> [TASK TO CARRY OUT]: Return each line of the material verbatim.

>> BEGIN MATERIAL FOR THIS EXERCISE

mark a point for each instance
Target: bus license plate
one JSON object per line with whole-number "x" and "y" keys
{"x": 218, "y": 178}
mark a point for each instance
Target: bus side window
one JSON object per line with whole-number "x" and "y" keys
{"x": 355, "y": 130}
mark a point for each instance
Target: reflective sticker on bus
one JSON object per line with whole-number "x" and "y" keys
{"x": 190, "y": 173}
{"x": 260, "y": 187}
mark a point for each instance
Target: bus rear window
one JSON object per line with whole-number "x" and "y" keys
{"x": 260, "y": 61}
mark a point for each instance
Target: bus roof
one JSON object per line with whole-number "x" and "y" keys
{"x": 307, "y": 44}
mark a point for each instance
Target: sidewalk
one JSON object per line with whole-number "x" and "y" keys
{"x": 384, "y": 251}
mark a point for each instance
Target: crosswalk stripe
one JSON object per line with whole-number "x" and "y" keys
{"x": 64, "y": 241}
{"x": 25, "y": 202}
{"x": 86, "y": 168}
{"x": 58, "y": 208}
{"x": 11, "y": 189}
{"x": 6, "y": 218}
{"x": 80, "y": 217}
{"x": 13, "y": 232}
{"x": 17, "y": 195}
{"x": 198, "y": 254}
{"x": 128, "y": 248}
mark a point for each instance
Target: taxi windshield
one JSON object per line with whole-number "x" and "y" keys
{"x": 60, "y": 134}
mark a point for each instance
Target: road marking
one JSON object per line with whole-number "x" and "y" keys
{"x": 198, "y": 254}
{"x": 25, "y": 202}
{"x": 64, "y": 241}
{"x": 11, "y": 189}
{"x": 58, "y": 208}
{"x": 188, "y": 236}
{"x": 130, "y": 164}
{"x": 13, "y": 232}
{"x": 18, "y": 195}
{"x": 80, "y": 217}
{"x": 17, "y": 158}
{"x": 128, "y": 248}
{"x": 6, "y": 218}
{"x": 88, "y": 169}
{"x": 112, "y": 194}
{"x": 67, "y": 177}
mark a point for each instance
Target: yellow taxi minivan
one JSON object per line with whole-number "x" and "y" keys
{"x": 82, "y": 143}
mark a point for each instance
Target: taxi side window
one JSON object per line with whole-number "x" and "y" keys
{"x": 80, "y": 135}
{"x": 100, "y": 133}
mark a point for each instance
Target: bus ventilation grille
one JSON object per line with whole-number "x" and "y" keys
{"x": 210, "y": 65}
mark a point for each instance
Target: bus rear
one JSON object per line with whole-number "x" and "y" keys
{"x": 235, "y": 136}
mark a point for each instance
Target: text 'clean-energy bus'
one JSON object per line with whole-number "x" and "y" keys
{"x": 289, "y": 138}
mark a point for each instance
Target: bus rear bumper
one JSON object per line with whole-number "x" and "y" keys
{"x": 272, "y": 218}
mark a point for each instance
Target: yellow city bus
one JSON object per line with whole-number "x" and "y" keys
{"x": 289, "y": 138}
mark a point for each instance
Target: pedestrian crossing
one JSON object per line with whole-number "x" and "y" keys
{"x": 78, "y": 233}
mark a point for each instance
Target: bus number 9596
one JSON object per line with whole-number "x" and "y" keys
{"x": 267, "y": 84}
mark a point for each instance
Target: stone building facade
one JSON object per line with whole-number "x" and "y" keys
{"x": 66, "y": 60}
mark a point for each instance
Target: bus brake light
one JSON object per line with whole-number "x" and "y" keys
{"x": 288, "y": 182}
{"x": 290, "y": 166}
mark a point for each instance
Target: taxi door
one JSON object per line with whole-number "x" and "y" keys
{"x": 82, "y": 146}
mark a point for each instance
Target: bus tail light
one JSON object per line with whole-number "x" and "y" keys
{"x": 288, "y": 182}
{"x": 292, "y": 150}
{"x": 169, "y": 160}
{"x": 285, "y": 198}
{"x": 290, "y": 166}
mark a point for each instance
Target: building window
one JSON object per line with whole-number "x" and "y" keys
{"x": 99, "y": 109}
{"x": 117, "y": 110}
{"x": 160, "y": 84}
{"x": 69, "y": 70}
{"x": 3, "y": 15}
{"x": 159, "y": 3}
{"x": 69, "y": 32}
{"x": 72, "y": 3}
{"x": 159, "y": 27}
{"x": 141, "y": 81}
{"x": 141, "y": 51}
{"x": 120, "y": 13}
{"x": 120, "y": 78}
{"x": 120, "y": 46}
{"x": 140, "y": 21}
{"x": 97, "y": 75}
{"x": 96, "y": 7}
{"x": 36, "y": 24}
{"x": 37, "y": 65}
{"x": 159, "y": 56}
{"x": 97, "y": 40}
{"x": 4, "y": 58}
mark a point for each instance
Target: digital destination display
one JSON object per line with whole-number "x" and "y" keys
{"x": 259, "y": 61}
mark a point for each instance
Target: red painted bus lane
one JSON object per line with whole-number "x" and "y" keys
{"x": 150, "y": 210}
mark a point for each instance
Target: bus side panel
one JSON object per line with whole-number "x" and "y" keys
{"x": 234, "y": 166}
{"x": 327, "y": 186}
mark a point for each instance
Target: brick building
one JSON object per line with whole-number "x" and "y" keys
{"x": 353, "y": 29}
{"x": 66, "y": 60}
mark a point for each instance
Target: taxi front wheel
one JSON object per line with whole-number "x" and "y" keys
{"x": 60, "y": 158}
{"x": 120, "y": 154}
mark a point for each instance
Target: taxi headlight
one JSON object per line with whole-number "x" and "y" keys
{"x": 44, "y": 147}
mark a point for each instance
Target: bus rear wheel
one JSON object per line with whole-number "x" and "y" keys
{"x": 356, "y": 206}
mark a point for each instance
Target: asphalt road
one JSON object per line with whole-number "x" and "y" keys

>> END MATERIAL FOR THIS EXERCISE

> [RESULT BELOW]:
mark a point for each instance
Target: bus license plate
one JSON object per line with whole-number "x" and "y" keys
{"x": 218, "y": 178}
mark a point for each instance
Target: bus side window
one JSON object per line with whole-number "x" and "y" keys
{"x": 355, "y": 130}
mark a point for each instance
Target: reflective sticker on bus
one JSON object per line with whole-number "x" and "y" keys
{"x": 190, "y": 173}
{"x": 260, "y": 187}
mark a point for each instance
Target: bus rear window
one JSON object per line with whole-number "x" and "y" keys
{"x": 260, "y": 61}
mark a point for each instance
Target: bus roof
one JSON object per line with whole-number "x" and "y" keys
{"x": 307, "y": 44}
mark a point for each instance
Target: sidewalk
one JSON object per line with whole-number "x" and "y" keys
{"x": 384, "y": 251}
mark a point for each instance
Target: crosswalk stripe
one JSON object per line with whole-number "x" and "y" keys
{"x": 64, "y": 241}
{"x": 25, "y": 202}
{"x": 86, "y": 168}
{"x": 58, "y": 208}
{"x": 11, "y": 189}
{"x": 6, "y": 218}
{"x": 80, "y": 217}
{"x": 13, "y": 232}
{"x": 17, "y": 195}
{"x": 198, "y": 254}
{"x": 128, "y": 248}
mark a point for each instance
Target: taxi windshield
one JSON object per line with whole-number "x" and "y" keys
{"x": 60, "y": 134}
mark a point for each instance
Target: road marking
one JSON object per line with whole-number "x" and "y" keys
{"x": 198, "y": 254}
{"x": 25, "y": 202}
{"x": 64, "y": 241}
{"x": 11, "y": 189}
{"x": 58, "y": 208}
{"x": 188, "y": 236}
{"x": 130, "y": 164}
{"x": 13, "y": 232}
{"x": 18, "y": 195}
{"x": 80, "y": 217}
{"x": 17, "y": 158}
{"x": 128, "y": 248}
{"x": 6, "y": 218}
{"x": 88, "y": 169}
{"x": 112, "y": 194}
{"x": 67, "y": 177}
mark a point for each instance
Target: yellow taxi minivan
one JSON object per line with whole-number "x" and "y" keys
{"x": 82, "y": 143}
mark a point for each instance
Target: taxi side window
one JSON object per line with whole-number "x" and "y" keys
{"x": 80, "y": 135}
{"x": 100, "y": 133}
mark a point for each instance
Target: bus ventilation grille
one JSON object per line with whole-number "x" and "y" keys
{"x": 210, "y": 65}
mark a point for each instance
Target: bus rear
one JSON object per line with whole-number "x" and "y" keys
{"x": 235, "y": 136}
mark a point for each instance
Target: text 'clean-energy bus'
one JSON object per line with whole-number "x" and "y" keys
{"x": 289, "y": 138}
mark a point for each instance
Target: bus rear bumper
one JSON object per line with whole-number "x" and "y" keys
{"x": 272, "y": 218}
mark a point for each instance
Target: yellow city bus
one JSON object per line with whole-number "x" and "y" keys
{"x": 289, "y": 138}
mark a point for each instance
Target: pedestrian crossing
one JSON object per line with whole-number "x" and "y" keys
{"x": 78, "y": 233}
mark a point for each instance
Target: bus number 9596
one JSON object per line with whole-number "x" and "y" keys
{"x": 267, "y": 84}
mark a point for each instance
Target: stone building facade
one JSON object per line with whole-number "x" and "y" keys
{"x": 66, "y": 60}
mark a point for each instance
Target: bus brake light
one JSON object per line with whole-number "x" and "y" keys
{"x": 288, "y": 182}
{"x": 290, "y": 166}
mark a point for each instance
Target: taxi door
one JSON object per line with whole-number "x" and "y" keys
{"x": 82, "y": 146}
mark a point for each instance
Target: bus tail light
one JSON object per line with whole-number "x" and "y" keys
{"x": 288, "y": 182}
{"x": 292, "y": 150}
{"x": 169, "y": 160}
{"x": 285, "y": 198}
{"x": 290, "y": 166}
mark a point for each instance
Target: building window
one JSON object per line with whole-number "x" and "y" keys
{"x": 99, "y": 109}
{"x": 117, "y": 110}
{"x": 160, "y": 84}
{"x": 69, "y": 70}
{"x": 3, "y": 15}
{"x": 159, "y": 3}
{"x": 69, "y": 32}
{"x": 72, "y": 3}
{"x": 159, "y": 27}
{"x": 141, "y": 81}
{"x": 141, "y": 51}
{"x": 120, "y": 13}
{"x": 120, "y": 78}
{"x": 120, "y": 46}
{"x": 140, "y": 21}
{"x": 97, "y": 75}
{"x": 96, "y": 7}
{"x": 36, "y": 24}
{"x": 37, "y": 65}
{"x": 159, "y": 56}
{"x": 97, "y": 40}
{"x": 4, "y": 58}
mark a point for each instance
Target: digital destination display
one JSON object per line with whole-number "x" and "y" keys
{"x": 259, "y": 61}
mark a point for each instance
Target: red painted bus lane
one JSON object per line with whole-number "x" and "y" keys
{"x": 150, "y": 210}
mark a point for each instance
Target: bus side panel
one JSON object per line with whole-number "x" and "y" keys
{"x": 234, "y": 166}
{"x": 327, "y": 186}
mark a point for each instance
Target: brick building
one JSON object per line with whole-number "x" and "y" keys
{"x": 353, "y": 29}
{"x": 66, "y": 60}
mark a point for each instance
Target: taxi front wheel
one JSON object per line with whole-number "x" and "y" keys
{"x": 60, "y": 158}
{"x": 120, "y": 154}
mark a point for each instance
Target: taxi headlight
one JSON object per line with whole-number "x" and "y" keys
{"x": 44, "y": 147}
mark a point for each instance
Target: bus rear wheel
one JSON object per line with whole-number "x" and "y" keys
{"x": 356, "y": 206}
mark a point for each instance
Target: asphalt road
one JSON object per line with whole-number "x" and "y" keys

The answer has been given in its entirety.